Every line of the data that contains the string "post" must be copied.

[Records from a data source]
+-------+

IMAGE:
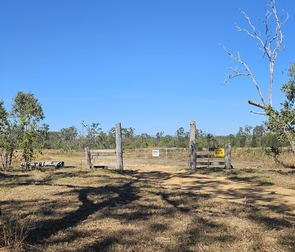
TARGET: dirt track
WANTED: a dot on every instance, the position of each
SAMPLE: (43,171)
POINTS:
(222,188)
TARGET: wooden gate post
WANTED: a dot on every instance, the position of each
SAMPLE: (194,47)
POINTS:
(227,158)
(192,146)
(119,151)
(88,158)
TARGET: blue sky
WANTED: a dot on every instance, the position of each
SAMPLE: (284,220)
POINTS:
(151,64)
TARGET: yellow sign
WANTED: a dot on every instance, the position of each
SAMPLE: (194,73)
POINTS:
(219,153)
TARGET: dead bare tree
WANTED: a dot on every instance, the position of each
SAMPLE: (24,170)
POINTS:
(269,43)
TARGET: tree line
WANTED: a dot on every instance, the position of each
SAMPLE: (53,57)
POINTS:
(21,129)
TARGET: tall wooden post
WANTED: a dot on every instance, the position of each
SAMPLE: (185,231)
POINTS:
(119,151)
(227,158)
(192,146)
(88,158)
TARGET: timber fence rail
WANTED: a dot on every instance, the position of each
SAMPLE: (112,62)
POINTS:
(209,157)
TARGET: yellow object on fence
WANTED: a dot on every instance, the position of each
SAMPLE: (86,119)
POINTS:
(219,153)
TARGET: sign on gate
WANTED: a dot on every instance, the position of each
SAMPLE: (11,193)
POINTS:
(155,153)
(219,153)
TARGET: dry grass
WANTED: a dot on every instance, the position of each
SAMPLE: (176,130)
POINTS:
(153,207)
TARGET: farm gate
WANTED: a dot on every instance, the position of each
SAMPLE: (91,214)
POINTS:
(191,157)
(95,158)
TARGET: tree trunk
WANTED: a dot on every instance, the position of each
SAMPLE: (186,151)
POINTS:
(10,158)
(292,143)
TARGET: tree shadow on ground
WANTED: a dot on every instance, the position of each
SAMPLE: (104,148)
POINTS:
(126,194)
(183,202)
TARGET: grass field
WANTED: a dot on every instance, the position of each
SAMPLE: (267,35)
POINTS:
(152,206)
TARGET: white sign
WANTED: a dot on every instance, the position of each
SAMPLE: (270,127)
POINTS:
(155,153)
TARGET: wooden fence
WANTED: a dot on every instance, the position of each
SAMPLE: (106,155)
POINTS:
(210,158)
(95,158)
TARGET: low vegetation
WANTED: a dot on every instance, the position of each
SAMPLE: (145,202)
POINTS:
(152,207)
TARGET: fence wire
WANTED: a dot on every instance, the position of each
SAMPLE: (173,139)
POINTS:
(177,157)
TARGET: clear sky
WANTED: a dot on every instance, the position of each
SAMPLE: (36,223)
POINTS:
(151,64)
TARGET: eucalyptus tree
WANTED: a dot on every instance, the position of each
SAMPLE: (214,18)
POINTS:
(270,42)
(28,112)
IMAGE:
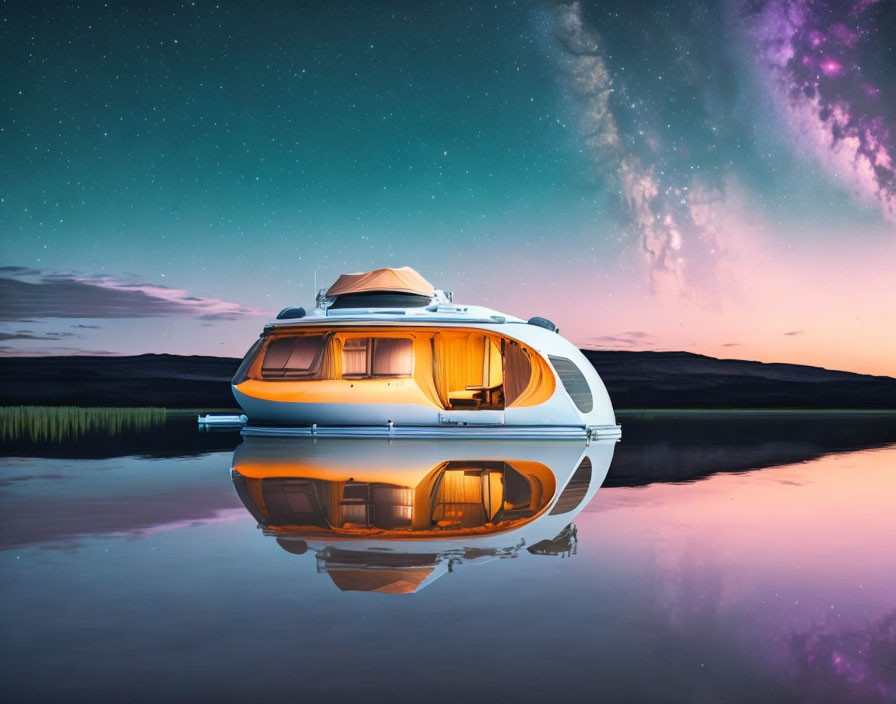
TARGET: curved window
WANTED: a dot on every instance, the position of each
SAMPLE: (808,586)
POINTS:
(574,382)
(575,490)
(292,357)
(372,357)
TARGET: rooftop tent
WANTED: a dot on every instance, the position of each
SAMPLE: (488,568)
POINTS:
(403,280)
(400,288)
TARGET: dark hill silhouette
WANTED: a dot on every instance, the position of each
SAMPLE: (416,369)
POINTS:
(634,380)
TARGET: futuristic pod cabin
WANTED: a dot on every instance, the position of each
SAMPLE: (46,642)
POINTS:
(385,350)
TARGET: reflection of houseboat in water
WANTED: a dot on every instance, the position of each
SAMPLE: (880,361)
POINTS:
(385,350)
(393,516)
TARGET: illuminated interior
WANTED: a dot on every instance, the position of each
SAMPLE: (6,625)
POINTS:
(456,496)
(452,369)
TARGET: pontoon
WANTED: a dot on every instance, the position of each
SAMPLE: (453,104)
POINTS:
(386,353)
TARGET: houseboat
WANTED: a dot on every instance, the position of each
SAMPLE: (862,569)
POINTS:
(384,352)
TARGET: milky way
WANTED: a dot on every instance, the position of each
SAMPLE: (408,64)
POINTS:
(670,206)
(811,54)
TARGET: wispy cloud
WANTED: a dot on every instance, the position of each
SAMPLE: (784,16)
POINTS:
(812,55)
(8,351)
(624,340)
(29,335)
(671,211)
(29,294)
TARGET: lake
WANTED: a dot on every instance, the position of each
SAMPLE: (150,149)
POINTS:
(705,558)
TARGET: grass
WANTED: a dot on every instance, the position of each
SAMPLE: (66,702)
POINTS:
(58,423)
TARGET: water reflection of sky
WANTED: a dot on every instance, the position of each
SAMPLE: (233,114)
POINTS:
(771,584)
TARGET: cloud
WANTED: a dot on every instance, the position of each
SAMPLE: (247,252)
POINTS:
(28,294)
(626,340)
(671,211)
(7,351)
(811,56)
(29,335)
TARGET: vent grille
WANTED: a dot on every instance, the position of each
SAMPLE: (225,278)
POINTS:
(576,489)
(574,382)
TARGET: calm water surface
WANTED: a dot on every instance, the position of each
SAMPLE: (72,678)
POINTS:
(133,570)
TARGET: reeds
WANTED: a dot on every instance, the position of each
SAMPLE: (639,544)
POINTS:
(59,423)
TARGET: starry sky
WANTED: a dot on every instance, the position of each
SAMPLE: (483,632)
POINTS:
(712,177)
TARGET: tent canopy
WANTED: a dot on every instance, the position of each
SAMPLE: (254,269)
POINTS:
(403,280)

+-------+

=== Problem solution ===
TARGET: wooden gate post
TARGET: tall wooden post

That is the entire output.